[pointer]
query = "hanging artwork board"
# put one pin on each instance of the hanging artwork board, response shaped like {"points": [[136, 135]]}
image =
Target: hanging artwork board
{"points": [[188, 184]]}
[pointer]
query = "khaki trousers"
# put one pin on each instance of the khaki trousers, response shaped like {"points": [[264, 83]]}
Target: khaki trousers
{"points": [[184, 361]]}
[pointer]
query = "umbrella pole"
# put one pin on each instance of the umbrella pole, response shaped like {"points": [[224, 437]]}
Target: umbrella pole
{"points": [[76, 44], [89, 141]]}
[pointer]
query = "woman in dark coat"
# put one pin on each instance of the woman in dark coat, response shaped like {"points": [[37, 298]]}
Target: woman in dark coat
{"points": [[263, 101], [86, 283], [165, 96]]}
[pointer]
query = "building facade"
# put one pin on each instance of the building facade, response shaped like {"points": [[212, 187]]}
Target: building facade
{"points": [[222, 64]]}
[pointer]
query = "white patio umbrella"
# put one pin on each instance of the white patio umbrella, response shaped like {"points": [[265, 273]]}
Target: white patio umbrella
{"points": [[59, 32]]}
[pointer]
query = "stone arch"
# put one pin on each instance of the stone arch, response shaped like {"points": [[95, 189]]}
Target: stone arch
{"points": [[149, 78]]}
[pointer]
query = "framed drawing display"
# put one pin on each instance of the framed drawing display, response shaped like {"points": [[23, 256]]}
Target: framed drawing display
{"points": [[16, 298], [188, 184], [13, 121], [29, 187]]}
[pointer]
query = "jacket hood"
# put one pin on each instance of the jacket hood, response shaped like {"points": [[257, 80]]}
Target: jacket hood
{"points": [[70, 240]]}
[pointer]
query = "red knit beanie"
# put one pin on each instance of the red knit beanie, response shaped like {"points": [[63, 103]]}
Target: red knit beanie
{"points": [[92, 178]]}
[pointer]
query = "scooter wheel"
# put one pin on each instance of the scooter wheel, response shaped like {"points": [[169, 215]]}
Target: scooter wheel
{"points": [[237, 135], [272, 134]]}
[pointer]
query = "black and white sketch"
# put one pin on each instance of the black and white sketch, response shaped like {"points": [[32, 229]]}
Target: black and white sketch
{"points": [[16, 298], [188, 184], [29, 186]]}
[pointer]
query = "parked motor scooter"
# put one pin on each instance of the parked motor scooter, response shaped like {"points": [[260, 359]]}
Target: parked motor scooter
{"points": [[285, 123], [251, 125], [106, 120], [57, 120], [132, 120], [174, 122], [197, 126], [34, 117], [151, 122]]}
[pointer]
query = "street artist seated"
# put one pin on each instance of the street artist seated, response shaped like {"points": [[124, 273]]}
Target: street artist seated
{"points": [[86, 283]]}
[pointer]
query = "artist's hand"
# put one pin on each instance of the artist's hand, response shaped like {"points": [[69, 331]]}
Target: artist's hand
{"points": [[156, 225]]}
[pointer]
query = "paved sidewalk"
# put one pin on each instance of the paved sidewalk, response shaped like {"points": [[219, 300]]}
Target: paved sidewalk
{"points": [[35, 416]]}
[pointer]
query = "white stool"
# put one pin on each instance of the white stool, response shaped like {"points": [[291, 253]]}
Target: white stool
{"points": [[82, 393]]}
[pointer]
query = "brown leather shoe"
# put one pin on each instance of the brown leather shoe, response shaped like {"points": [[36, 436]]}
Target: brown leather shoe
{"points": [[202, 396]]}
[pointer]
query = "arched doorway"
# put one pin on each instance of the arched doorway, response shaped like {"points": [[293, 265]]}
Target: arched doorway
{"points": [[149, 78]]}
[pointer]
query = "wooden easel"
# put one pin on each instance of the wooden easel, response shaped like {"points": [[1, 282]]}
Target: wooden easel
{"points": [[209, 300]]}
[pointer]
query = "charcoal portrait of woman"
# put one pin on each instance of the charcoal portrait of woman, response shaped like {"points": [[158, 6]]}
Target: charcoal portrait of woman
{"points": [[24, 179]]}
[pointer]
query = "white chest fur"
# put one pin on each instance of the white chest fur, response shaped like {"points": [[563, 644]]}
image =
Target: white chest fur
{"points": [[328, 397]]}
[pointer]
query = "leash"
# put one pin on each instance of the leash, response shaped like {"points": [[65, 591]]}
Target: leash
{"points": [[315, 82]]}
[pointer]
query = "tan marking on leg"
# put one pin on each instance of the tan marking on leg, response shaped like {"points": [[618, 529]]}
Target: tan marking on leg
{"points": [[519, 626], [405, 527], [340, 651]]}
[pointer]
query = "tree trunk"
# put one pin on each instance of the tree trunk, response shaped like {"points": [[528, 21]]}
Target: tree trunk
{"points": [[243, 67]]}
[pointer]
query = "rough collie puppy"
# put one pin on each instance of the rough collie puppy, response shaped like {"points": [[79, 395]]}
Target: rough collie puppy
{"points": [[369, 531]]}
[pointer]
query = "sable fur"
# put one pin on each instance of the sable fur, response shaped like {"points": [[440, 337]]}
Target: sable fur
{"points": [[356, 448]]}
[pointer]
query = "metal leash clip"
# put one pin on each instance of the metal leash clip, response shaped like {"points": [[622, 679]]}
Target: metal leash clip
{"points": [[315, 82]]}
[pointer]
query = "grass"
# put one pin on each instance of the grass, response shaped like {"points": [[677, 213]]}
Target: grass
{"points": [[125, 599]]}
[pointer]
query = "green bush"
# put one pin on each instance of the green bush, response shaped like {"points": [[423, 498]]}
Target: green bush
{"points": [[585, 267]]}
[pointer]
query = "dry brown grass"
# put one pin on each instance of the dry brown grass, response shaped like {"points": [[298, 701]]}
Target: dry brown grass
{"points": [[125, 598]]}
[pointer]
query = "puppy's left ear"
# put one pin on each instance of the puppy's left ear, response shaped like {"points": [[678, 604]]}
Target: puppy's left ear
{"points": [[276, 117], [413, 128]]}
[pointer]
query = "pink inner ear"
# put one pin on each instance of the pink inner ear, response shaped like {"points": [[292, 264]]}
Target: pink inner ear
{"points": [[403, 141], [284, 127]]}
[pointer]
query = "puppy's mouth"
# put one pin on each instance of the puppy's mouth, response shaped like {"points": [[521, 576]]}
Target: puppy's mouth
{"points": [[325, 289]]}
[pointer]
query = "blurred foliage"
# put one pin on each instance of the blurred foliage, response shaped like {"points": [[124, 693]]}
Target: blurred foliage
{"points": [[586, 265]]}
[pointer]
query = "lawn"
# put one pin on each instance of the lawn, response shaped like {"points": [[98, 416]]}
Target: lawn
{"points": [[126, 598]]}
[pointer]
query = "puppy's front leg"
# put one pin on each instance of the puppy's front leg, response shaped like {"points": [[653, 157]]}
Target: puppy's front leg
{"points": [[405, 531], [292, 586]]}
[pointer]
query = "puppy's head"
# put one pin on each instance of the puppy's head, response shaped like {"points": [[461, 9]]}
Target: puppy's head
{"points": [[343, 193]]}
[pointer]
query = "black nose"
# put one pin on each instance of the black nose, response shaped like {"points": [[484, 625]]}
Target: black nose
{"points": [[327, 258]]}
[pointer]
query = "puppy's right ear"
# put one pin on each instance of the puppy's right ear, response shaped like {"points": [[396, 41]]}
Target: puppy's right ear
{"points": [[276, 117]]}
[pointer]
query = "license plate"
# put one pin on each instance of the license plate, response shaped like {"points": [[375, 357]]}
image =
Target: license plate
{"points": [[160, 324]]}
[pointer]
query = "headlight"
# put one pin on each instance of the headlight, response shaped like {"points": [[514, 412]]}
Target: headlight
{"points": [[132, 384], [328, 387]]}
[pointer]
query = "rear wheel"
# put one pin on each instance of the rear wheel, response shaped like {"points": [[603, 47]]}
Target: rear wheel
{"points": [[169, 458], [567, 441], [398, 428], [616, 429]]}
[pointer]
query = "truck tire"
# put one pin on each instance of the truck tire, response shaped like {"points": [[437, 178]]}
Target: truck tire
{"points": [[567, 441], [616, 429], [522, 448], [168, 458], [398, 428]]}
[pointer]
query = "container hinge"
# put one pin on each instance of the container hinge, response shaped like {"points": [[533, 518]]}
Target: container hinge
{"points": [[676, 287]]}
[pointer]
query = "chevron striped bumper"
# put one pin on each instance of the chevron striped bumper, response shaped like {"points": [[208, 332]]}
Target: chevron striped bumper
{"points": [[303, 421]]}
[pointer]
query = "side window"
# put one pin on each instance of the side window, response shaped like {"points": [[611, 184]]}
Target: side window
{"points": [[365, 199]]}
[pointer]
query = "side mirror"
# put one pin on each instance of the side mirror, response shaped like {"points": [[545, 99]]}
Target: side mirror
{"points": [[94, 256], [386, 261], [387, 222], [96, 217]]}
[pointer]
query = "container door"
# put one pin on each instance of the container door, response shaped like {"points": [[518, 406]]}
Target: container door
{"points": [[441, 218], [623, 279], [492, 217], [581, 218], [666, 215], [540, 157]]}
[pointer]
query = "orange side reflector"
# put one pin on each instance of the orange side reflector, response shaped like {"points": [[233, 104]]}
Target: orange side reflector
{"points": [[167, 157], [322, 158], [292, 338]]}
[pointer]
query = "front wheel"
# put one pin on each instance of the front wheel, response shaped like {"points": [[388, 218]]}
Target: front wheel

-- YOUR OBJECTIVE --
Extract each line of the records that contains the word "arched" and copy every such line in full.

-- SOLVED PROBLEM --
query = "arched doorway"
# put one pin on each instance of the arched doorway, response shaped like {"points": [[293, 265]]}
Target: arched doorway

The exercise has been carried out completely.